EXERCISE BRIEF>
According to the passage on vw quadratic features and regularization, how did the loss change after adding `-q wl`?

This allows you to model interactions among features. `vw` will do this automatically for you with `-q` (quadratic) features. For example, you can ask for all pairs of features between these two namespaces as:

In [None]:
!vw --binary data/sentiment-lex.tr --passes 20 -c -k --loss_function logistic -b 24 -q wl

And with that, our loss has dropped from 11.9% to 11.3%. Not a huge win, but something. Note that the number of features per example has approximately tripled here.

You can go crazy if you want and add quadratic features between the `l` namespace and itself and the `w` namespace and itself too:

In [None]:
!vw --binary data/sentiment-lex.tr --passes 20 -c -k --loss_function logistic -b 24 -q wl -q ll -q ww

This is significantly slower *and* significantly worse, basically because there are now hundreds of thousands of features, and the model has overfit.

Minor note: when creating quadratic features, you can use `:` as a wildcard to refer to "any namespace", for instance "`-q l:`" pairs `l` with all other namespaces; "`-q ::`" pairs all namespaces with all other namespaces.

# <a id='reg'></a> Regularization

Regularization is a sometime-helpful method for preventing your model from overfitting to the training data. Once you have a reasonable amount of data, I find regularization in `vw` to be relatively **un**helpful, largely because the underlying learning algorithm is quite good. But for small or modest data set sizes, like the sentiment data, it is plausibly useful.

`vw` has two built-in forms of regularization: $\ell_2$ ("Gaussian") regularization and $\ell_1$ ("sparse") regularization. You can combing them if you want to get "elastic net" regularization. Both forms for regularization require a strength parameter, which usually should be quite small and must be tuned carefully. Doing $\ell_1$ has the advantage of often producing models with lots of zeros. Here are some runs with both, where I've chosen regularization strengths by hand that work well. We're also going to save a readable model to disk so we can look at how many features are being used.

DATA PROVIDED>
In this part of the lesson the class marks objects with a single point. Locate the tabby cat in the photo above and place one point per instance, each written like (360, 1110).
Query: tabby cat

SOLUTION>
It dropped from 11.9% to 11.3%.